─── TEXT SECTION
The Pope Just Said What Everyone's Thinking About AI

Pope Leo XIV went to Rome last week and told Catholic priests to stop using ChatGPT to write their sermons. That's the leader of 1.4 billion people saying AI can't replace the real thing.

"To give a true homily is to share faith, and AI will never be able to share faith."

That's a direct quote. No fluff, no hedging. The Pope looked at what priests were doing and said cut it out.

And here's the thing—he's right.

I don't care if you're religious or not. The point isn't the theology. It's that the Pope clocked something most people in the AI hype bubble won't admit: there's a difference between generating words and having something to say.

The Roggin Report tested an AI-generated sermon. Panelists said it lacked something. They couldn't quite name it, but they knew it was missing. That's the problem with AI writing—it's technically correct, structurally sound, and completely empty. It reads like a sermon. It sounds like a sermon. But it's not a sermon. It's a rough draft that pretends to have a soul.
──────
─── DATA SHOWN
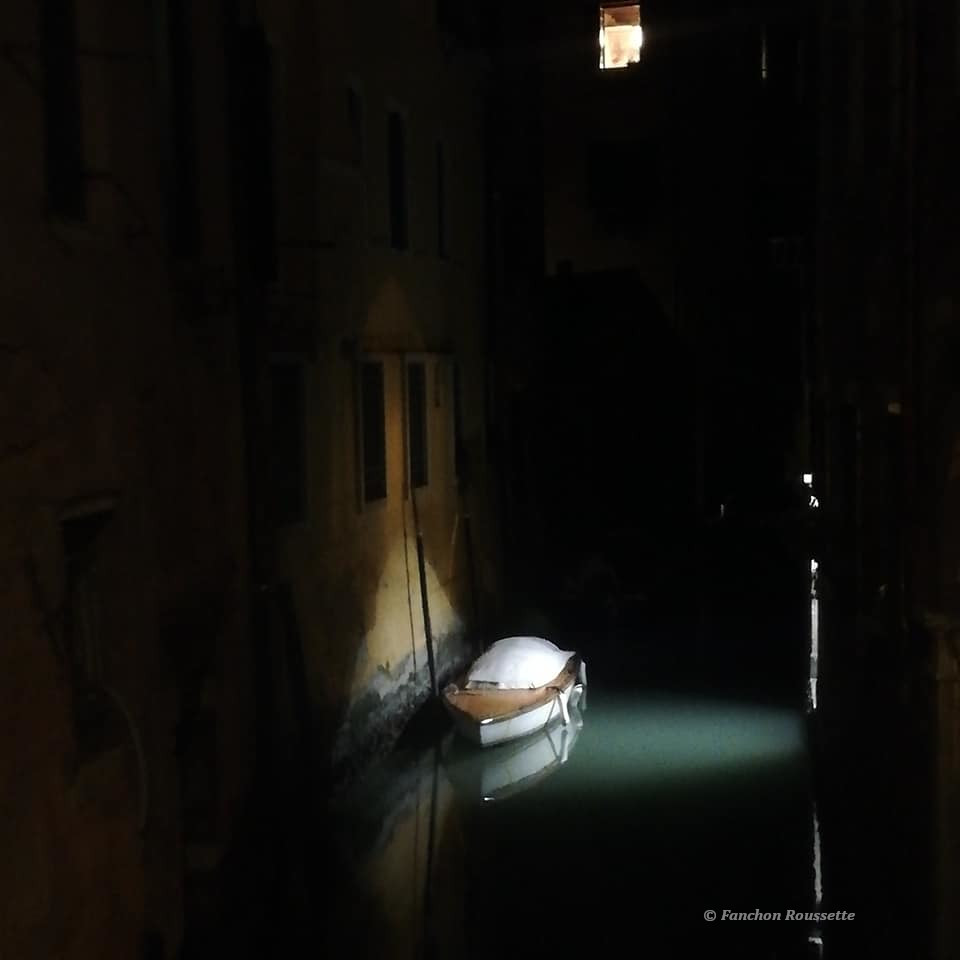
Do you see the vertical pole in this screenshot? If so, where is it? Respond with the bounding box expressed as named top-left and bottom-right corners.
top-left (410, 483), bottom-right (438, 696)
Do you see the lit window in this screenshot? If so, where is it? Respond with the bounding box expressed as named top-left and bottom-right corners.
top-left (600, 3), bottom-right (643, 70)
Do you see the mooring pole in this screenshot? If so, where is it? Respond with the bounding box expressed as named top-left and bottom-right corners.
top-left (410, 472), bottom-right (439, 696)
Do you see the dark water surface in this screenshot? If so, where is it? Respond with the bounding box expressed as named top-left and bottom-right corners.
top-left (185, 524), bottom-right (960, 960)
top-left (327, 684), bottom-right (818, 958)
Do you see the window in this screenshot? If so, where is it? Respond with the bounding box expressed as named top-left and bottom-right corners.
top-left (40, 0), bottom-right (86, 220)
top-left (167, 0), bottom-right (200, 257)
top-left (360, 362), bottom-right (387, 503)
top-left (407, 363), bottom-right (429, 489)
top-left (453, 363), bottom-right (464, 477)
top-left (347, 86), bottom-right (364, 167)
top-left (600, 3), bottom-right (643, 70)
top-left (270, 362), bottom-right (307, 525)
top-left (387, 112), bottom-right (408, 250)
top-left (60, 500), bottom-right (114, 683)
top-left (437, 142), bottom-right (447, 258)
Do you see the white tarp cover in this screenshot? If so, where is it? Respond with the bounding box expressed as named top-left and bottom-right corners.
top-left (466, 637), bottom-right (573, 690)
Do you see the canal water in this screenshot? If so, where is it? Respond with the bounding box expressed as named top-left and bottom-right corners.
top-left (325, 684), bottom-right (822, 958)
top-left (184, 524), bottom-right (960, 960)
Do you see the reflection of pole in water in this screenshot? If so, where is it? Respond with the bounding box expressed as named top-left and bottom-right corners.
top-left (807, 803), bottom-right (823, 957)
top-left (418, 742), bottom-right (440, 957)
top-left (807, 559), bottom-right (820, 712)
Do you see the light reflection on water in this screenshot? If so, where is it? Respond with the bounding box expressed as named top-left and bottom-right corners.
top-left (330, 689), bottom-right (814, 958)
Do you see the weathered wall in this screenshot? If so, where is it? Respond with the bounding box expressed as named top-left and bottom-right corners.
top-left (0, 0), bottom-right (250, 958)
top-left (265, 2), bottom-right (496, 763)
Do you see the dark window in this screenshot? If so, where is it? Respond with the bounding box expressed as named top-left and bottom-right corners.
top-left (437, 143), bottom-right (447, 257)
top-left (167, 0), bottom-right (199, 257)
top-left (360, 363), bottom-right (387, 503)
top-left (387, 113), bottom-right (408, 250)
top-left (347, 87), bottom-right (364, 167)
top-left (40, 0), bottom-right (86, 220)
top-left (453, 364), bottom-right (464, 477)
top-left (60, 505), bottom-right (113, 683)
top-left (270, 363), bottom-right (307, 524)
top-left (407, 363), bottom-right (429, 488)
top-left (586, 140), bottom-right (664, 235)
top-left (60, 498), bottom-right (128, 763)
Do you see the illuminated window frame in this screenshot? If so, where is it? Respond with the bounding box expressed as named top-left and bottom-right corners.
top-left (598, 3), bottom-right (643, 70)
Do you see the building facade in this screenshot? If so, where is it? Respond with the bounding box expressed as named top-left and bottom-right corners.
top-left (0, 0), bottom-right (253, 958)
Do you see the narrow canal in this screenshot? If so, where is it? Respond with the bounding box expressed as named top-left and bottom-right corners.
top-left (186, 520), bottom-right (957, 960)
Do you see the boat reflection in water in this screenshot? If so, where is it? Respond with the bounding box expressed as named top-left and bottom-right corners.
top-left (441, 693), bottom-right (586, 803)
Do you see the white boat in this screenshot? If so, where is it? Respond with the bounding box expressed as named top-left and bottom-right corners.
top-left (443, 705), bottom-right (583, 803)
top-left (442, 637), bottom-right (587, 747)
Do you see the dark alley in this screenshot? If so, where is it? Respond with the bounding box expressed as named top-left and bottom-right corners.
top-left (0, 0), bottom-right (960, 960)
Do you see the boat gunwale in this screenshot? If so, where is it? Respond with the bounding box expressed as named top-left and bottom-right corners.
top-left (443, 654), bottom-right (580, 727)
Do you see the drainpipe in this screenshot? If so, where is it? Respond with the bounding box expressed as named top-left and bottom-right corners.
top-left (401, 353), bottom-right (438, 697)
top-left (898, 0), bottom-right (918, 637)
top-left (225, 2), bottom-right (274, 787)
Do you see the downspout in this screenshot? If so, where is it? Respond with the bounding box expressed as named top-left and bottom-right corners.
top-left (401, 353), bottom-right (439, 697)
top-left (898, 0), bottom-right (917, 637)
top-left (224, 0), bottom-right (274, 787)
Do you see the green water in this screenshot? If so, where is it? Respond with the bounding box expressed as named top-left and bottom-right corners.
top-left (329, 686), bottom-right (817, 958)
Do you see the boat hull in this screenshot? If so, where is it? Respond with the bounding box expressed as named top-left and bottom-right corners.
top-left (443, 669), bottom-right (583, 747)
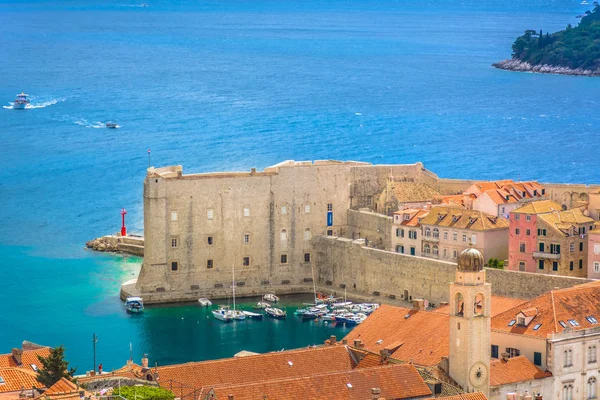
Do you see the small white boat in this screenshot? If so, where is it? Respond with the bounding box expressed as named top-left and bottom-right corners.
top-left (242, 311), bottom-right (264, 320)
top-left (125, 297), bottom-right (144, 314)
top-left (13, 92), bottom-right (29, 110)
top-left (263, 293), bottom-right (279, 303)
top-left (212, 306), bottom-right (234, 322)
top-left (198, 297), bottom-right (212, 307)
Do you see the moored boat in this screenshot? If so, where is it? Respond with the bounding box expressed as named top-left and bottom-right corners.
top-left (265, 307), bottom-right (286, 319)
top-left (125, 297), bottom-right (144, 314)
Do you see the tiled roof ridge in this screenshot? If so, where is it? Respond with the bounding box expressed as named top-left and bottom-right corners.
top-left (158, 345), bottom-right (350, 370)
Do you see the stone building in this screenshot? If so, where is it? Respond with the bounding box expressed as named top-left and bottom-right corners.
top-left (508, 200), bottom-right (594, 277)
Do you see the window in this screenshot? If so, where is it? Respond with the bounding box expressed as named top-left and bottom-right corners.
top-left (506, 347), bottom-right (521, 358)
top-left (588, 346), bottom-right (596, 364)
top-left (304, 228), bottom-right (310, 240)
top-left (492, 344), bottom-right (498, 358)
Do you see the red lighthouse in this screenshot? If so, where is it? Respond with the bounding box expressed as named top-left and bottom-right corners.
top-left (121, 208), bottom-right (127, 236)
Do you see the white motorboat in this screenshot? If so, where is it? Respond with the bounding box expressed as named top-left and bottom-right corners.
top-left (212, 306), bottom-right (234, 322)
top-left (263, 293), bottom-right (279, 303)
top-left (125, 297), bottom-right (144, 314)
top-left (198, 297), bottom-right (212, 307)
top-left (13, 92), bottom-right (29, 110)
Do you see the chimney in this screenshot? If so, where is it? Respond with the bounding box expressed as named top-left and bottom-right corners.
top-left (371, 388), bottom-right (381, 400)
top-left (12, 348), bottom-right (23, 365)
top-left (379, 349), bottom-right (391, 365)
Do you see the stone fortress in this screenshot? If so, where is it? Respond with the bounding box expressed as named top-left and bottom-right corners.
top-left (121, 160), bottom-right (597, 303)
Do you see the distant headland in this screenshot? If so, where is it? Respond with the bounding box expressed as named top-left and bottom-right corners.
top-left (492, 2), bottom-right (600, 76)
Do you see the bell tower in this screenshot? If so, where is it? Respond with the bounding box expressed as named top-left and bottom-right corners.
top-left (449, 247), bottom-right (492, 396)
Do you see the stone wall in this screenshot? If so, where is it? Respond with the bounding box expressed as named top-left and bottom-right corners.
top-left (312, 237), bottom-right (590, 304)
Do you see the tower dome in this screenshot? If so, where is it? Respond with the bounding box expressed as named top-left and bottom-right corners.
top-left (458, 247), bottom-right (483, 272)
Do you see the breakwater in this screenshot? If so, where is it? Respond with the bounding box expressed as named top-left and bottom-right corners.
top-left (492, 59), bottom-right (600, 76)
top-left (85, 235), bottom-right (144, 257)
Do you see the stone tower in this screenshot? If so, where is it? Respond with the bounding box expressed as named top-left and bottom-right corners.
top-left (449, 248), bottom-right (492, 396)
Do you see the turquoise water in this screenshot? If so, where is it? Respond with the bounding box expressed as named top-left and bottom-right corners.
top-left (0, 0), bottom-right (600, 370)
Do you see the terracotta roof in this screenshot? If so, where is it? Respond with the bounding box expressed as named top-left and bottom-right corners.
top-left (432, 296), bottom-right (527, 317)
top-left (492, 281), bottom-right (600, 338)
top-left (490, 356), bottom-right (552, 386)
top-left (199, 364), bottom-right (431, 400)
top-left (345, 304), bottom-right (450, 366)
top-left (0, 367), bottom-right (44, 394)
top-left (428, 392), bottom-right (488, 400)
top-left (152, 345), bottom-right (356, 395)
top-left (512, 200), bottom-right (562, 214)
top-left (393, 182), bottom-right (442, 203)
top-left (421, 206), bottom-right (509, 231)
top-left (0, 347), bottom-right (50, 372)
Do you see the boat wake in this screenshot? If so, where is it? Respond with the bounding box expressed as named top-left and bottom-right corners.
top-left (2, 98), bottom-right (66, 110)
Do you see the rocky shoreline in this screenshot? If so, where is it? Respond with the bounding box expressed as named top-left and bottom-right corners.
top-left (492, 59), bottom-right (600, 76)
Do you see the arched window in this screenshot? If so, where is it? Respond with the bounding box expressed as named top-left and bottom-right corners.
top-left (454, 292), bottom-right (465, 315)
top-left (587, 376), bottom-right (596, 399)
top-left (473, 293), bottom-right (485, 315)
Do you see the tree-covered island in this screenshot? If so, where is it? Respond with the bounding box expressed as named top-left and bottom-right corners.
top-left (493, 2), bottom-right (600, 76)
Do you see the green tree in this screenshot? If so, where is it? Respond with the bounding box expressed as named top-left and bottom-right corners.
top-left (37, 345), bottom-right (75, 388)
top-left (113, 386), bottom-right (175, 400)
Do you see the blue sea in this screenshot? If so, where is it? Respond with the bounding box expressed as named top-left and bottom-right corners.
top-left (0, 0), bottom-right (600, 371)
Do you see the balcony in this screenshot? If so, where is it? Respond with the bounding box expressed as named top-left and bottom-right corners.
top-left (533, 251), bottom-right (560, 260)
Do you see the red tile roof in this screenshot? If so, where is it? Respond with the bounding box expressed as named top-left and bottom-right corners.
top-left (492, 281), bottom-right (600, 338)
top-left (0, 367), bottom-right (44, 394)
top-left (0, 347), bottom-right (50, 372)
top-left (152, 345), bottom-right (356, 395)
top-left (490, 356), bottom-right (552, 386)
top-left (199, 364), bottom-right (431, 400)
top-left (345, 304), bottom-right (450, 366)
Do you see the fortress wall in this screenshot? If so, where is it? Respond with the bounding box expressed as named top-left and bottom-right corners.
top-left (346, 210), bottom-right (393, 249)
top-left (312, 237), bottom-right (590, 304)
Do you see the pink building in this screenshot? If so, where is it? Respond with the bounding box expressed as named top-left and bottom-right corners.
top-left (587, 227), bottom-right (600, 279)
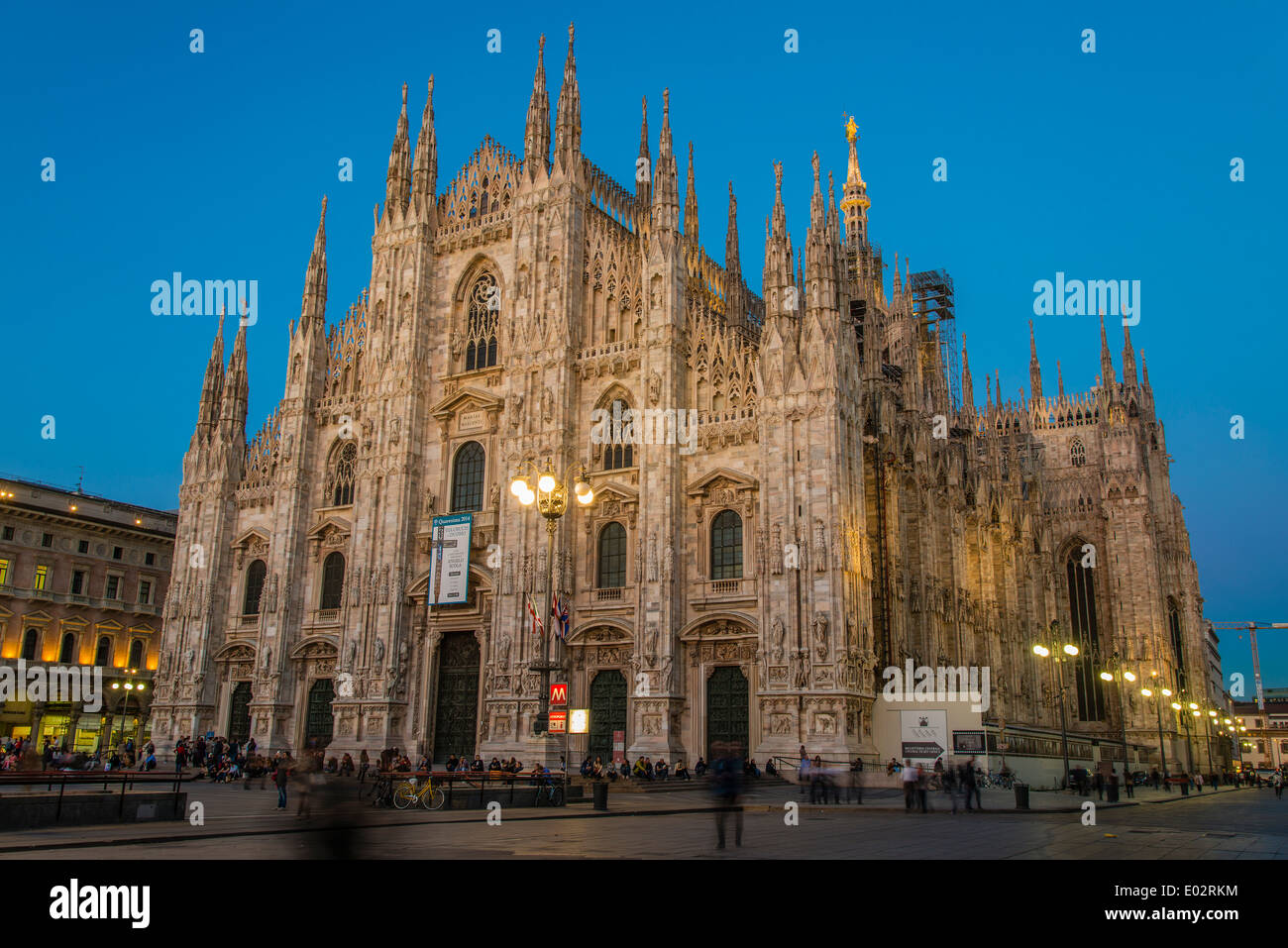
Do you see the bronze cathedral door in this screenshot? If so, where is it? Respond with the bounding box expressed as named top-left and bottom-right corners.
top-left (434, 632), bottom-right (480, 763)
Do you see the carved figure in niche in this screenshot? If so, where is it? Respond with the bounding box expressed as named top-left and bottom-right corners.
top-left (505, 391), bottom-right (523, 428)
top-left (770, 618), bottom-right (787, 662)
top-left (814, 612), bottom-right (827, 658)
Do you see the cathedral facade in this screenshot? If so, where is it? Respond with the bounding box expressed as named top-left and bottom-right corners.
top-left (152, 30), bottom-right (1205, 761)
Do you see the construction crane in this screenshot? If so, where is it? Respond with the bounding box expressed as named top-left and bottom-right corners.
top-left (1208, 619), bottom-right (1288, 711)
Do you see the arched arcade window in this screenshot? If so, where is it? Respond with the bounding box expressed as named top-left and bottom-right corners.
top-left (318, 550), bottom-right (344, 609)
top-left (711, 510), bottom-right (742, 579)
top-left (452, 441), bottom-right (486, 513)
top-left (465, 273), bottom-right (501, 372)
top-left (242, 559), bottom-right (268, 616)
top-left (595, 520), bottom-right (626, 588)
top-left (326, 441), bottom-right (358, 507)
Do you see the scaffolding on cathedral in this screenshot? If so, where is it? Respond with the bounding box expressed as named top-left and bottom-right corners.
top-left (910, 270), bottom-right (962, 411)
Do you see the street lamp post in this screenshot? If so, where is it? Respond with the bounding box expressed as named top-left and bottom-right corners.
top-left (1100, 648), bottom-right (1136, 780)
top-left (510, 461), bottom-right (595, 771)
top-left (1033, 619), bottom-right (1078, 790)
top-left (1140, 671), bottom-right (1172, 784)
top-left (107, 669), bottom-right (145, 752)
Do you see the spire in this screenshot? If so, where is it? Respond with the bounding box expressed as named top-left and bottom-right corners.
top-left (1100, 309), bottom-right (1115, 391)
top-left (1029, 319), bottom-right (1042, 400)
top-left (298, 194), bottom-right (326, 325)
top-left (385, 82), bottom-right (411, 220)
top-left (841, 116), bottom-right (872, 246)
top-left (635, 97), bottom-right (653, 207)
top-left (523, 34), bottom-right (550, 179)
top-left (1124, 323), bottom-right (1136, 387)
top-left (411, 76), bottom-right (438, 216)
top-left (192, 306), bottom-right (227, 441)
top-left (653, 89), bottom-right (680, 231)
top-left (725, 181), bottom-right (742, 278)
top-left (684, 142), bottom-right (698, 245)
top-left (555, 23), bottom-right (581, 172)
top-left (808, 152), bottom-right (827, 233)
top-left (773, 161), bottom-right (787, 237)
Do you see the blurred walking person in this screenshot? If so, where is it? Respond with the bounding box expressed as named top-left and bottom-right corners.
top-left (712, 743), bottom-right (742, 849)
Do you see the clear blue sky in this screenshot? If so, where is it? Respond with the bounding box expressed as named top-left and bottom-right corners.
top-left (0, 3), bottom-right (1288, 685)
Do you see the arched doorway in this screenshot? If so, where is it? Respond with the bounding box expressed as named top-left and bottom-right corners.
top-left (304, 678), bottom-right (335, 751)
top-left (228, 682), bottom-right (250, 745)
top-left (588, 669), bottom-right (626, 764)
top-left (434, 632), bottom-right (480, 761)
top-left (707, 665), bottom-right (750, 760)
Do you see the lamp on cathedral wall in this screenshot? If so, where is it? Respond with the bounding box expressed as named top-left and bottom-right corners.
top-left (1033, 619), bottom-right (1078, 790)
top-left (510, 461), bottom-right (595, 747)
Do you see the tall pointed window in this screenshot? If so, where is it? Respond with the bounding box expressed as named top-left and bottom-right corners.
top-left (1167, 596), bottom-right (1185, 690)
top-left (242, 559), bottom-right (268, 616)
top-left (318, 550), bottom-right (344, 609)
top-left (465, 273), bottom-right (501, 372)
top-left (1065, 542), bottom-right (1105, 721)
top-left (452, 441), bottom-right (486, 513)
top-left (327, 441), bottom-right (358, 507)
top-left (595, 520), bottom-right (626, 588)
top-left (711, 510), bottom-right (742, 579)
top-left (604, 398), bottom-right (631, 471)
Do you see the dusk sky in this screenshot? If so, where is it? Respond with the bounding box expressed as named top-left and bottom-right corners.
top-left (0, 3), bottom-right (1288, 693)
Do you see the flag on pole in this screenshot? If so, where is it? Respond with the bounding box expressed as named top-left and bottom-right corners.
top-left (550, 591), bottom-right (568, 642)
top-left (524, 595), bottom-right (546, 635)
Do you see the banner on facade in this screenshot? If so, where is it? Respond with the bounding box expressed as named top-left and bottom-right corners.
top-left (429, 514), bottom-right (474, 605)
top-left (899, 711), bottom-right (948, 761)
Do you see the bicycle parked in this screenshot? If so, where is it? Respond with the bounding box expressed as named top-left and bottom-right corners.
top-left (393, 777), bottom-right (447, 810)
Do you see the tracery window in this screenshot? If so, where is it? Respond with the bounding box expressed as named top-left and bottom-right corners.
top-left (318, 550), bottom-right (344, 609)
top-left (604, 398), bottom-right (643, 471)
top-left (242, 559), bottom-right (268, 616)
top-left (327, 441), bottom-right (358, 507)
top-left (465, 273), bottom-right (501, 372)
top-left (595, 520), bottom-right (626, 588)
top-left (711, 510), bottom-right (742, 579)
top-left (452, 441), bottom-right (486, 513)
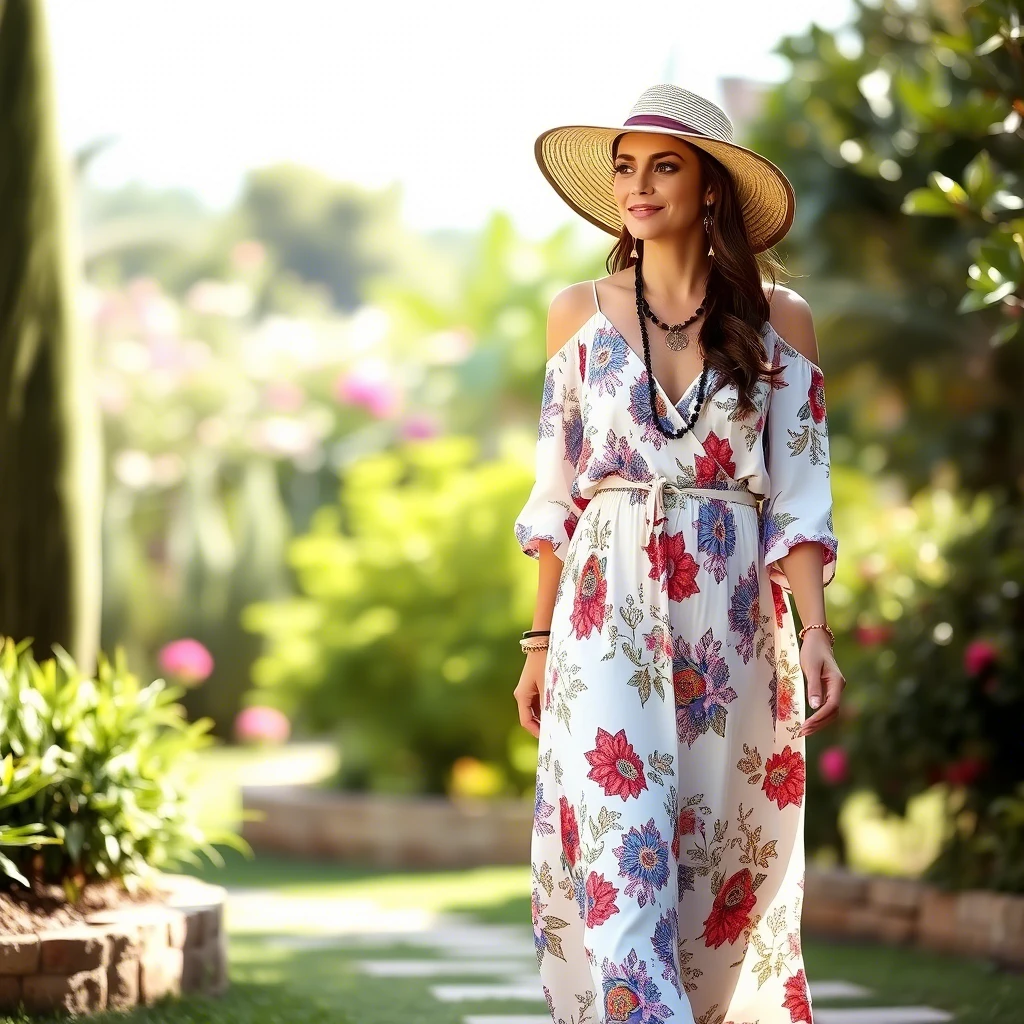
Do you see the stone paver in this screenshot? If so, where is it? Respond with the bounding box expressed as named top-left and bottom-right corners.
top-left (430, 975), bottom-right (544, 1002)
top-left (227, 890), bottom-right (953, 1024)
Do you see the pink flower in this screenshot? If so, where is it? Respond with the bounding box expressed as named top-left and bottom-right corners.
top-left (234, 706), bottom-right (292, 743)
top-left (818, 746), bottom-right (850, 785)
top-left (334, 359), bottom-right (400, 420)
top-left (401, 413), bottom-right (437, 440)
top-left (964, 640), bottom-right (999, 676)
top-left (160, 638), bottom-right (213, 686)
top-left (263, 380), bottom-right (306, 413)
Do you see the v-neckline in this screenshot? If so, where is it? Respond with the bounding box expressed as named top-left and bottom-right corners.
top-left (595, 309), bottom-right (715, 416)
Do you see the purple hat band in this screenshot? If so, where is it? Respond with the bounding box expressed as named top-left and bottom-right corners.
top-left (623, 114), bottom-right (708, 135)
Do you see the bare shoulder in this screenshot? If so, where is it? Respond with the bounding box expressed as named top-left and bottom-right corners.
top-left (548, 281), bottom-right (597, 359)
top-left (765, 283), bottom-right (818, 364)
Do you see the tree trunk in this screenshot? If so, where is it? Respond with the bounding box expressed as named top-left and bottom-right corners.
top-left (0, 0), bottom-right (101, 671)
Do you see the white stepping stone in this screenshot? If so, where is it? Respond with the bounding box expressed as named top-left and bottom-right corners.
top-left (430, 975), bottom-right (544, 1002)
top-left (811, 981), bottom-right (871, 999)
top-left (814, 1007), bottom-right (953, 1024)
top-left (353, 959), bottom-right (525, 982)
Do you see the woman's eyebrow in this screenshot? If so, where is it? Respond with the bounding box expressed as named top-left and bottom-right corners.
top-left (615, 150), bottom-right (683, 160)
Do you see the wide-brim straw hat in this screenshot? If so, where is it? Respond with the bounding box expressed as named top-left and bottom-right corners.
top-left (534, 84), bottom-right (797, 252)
──────
WORK REQUEST 1
According to the piece on the Pope and AI sermons, what did Pope Leo XIV tell Catholic priests to stop doing?
WORK REQUEST 2
Summarize the piece on the Pope and AI sermons in two sentences.
WORK REQUEST 3
Write the next few sentences of the piece on the Pope and AI sermons, picking up after its final sentence.

RESPONSE BOX 1
He told them to stop using ChatGPT to write their sermons.

RESPONSE BOX 2
Pope Leo XIV told Catholic priests to stop using ChatGPT to write their sermons, saying that AI will never be able to share faith. The author agrees that there is a difference between generating words and having something to say, and calls AI writing, such as the AI-generated sermon the Roggin Report tested, technically correct and structurally sound but completely empty.

RESPONSE BOX 3
The Pope also called out TikTok. Said chasing likes and followers is an "illusion" that passes for spiritual connection. Guy is 85 years old and figured out what most influencers haven't: you can have a million followers and still be alone.

Look, I'm not here to tell you AI is bad. I use it. I write with it. But there's a difference between using a tool and substituting it for the real work. A priest who lets ChatGPT write their Sunday talk is skipping the hard part—the reflection, the struggle, the actual engagement with the text. That's not a sermon. That's a paraphrase.

The Pope gets it. Maybe more people should listen.